▸ What you are asked to do
From the data below, set down exactly the lines between the one holding "Target: paved path" and the one holding "Question. Indicate the concrete", inclusive, and no others.

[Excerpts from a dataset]
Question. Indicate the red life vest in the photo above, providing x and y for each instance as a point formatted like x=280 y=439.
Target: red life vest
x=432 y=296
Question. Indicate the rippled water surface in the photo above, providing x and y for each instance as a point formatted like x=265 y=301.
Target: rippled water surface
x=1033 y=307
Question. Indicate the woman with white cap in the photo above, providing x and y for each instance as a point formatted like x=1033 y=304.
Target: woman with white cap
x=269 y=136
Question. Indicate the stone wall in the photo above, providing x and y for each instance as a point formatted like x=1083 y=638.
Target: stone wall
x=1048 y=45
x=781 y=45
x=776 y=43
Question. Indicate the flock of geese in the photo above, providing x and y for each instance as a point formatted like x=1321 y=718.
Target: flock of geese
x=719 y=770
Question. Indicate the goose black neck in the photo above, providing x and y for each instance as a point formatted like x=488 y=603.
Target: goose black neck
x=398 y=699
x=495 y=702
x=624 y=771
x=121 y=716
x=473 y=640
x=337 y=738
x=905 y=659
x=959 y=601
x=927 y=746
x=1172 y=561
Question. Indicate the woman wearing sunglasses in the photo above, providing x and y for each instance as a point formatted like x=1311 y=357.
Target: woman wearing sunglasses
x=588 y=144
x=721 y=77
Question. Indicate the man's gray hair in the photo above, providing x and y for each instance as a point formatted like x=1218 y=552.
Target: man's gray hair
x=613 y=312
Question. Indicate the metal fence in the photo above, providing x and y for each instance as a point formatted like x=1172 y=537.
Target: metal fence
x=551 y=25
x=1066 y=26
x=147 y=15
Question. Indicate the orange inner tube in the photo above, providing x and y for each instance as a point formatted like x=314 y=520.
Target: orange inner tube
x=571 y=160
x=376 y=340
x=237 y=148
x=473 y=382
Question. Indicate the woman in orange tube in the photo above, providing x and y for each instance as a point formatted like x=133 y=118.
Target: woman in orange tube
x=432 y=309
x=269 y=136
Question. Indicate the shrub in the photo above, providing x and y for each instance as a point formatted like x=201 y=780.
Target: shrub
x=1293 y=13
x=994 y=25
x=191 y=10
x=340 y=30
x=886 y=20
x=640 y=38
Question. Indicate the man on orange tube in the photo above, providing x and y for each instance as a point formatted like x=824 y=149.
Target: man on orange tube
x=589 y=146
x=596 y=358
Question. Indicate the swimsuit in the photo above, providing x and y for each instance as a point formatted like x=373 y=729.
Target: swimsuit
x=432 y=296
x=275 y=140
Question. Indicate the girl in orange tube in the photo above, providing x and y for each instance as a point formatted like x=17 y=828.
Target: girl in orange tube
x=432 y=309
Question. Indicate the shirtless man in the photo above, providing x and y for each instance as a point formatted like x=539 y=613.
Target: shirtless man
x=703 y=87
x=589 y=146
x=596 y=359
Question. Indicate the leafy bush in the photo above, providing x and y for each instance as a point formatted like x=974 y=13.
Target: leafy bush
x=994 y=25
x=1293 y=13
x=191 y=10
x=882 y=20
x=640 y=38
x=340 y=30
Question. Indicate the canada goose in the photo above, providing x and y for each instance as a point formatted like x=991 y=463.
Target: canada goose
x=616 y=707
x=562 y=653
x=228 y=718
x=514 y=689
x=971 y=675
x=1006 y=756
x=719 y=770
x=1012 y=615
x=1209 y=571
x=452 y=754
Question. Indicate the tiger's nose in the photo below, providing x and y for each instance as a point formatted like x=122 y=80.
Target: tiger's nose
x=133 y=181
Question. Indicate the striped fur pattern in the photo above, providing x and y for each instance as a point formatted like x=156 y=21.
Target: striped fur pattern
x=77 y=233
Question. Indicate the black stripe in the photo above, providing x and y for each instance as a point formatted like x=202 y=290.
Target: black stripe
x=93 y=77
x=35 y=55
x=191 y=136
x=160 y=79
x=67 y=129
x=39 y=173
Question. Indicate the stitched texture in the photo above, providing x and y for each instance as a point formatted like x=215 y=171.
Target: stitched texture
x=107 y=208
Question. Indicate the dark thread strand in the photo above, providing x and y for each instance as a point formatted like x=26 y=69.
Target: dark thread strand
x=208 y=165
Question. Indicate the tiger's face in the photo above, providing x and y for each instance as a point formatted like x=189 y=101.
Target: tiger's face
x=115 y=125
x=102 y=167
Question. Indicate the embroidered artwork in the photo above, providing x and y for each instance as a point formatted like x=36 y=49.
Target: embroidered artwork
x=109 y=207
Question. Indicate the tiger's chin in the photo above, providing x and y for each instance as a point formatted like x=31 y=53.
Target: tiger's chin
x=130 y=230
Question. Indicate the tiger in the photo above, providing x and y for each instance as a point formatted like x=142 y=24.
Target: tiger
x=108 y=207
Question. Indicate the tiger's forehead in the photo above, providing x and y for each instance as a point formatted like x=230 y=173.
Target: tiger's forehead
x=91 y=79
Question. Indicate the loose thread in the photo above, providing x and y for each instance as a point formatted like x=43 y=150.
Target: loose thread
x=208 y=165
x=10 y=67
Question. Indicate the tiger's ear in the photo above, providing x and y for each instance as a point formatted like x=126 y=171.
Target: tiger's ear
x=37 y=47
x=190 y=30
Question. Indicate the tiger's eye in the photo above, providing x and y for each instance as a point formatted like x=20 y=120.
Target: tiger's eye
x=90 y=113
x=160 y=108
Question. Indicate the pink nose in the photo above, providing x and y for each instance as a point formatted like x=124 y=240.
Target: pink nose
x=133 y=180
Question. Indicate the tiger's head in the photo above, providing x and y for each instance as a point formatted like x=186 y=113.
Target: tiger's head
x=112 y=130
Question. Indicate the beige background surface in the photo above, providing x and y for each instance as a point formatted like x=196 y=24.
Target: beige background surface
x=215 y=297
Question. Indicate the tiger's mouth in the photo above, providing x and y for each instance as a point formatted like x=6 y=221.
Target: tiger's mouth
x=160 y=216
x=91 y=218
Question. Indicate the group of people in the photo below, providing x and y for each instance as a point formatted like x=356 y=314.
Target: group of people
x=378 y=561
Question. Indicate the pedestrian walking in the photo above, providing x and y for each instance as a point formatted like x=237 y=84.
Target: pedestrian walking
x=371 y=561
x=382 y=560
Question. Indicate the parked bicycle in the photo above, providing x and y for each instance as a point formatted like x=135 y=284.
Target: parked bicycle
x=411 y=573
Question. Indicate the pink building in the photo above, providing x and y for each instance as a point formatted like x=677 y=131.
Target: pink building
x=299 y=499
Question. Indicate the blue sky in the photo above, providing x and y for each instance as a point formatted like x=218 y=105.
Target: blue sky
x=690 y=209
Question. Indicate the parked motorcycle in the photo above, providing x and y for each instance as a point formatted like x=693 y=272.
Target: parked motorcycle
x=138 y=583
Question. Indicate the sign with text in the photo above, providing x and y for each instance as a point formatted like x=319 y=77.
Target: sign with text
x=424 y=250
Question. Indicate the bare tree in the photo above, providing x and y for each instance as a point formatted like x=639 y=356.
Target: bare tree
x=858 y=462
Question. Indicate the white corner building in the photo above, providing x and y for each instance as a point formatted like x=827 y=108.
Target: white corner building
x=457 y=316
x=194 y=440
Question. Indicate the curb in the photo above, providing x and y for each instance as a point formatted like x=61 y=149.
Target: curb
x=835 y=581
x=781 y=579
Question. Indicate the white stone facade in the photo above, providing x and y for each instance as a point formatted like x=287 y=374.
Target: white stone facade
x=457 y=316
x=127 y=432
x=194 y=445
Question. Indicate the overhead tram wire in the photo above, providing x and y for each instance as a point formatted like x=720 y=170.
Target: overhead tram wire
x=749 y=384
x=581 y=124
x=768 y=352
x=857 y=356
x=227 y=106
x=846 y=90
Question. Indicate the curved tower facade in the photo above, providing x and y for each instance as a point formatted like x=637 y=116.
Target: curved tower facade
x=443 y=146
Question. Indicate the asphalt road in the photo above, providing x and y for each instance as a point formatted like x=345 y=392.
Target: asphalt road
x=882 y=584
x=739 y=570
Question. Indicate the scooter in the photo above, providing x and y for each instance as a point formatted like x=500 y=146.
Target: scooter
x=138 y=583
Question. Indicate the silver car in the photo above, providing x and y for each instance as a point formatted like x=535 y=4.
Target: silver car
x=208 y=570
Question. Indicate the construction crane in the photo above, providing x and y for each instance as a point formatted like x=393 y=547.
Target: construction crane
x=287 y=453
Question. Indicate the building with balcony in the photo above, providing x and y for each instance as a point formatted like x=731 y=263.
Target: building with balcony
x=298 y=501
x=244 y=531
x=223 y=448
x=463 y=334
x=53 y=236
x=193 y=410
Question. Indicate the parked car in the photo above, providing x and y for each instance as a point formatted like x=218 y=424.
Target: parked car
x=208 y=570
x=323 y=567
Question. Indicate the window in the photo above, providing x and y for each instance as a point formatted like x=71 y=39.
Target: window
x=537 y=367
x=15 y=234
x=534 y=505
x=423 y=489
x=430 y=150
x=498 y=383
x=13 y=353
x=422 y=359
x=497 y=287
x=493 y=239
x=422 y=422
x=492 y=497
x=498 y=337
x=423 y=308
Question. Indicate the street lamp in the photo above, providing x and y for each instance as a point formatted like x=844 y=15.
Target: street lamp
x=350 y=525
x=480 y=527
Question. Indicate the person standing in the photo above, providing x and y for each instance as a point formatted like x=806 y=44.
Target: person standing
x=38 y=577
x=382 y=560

--

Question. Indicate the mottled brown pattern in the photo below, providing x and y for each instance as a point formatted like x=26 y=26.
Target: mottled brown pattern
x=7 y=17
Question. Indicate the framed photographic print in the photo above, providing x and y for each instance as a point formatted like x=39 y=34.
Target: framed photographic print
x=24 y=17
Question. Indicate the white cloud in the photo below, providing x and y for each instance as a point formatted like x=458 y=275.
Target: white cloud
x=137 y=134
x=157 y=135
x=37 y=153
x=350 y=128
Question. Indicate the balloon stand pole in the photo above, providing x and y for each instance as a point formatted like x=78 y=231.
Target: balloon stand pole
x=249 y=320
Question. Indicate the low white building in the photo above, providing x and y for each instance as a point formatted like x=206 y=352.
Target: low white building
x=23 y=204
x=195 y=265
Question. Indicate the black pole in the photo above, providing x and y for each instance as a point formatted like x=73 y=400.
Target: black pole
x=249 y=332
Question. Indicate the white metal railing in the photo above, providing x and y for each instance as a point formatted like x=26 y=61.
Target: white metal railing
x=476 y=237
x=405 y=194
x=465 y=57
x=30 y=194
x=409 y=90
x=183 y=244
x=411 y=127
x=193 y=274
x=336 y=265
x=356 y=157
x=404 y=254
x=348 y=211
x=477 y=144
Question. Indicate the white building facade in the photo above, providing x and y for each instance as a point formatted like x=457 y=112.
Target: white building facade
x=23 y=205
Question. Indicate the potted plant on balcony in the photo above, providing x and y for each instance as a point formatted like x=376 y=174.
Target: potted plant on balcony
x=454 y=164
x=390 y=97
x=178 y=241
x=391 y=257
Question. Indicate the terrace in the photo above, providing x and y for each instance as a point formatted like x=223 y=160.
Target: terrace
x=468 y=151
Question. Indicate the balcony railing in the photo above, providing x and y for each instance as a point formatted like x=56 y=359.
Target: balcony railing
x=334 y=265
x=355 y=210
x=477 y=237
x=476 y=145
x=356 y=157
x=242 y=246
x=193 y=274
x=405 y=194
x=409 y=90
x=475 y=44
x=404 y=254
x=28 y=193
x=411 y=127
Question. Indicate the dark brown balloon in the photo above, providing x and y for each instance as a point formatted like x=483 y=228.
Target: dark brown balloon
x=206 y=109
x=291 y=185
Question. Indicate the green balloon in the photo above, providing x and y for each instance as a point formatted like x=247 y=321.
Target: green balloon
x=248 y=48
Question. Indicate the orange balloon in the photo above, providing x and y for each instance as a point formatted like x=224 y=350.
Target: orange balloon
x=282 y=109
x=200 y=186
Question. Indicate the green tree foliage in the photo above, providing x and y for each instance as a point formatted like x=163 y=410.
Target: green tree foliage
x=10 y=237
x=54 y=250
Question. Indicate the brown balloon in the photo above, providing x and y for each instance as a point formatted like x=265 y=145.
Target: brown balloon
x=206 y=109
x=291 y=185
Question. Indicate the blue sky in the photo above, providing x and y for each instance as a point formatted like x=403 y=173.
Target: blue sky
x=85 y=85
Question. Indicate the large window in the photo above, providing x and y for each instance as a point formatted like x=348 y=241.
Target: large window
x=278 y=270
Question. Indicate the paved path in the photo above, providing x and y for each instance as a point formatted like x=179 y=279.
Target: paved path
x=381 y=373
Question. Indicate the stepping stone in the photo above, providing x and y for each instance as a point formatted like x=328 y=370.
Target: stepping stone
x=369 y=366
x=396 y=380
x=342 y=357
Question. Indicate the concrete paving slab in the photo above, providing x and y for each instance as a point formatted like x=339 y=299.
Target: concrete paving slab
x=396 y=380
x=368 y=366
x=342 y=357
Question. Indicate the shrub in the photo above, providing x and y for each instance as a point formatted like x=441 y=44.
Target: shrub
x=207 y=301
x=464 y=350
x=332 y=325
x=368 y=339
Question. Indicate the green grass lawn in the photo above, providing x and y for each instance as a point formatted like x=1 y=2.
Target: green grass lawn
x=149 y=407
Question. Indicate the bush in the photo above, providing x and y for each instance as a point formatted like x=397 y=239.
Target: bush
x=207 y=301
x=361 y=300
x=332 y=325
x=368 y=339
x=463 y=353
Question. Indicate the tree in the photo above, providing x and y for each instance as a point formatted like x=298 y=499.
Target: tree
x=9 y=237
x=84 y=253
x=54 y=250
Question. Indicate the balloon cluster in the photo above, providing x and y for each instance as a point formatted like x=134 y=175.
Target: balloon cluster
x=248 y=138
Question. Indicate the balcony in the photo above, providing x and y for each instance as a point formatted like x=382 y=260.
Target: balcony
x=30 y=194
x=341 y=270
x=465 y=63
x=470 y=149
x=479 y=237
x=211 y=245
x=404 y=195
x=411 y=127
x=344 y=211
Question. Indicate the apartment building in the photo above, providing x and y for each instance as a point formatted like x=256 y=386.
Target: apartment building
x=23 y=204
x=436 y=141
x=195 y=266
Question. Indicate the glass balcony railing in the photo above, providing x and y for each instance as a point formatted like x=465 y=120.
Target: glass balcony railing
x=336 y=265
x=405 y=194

▸ Output for this task
Target: paved path
x=381 y=373
Question. Indicate the stepping stone in the photo above, providing x and y for each instance as a point formatted like x=328 y=370.
Target: stepping stone
x=369 y=366
x=396 y=380
x=342 y=357
Question. Indicate the concrete paving slab in the photo above, providing x and y for each instance as a point formatted like x=339 y=299.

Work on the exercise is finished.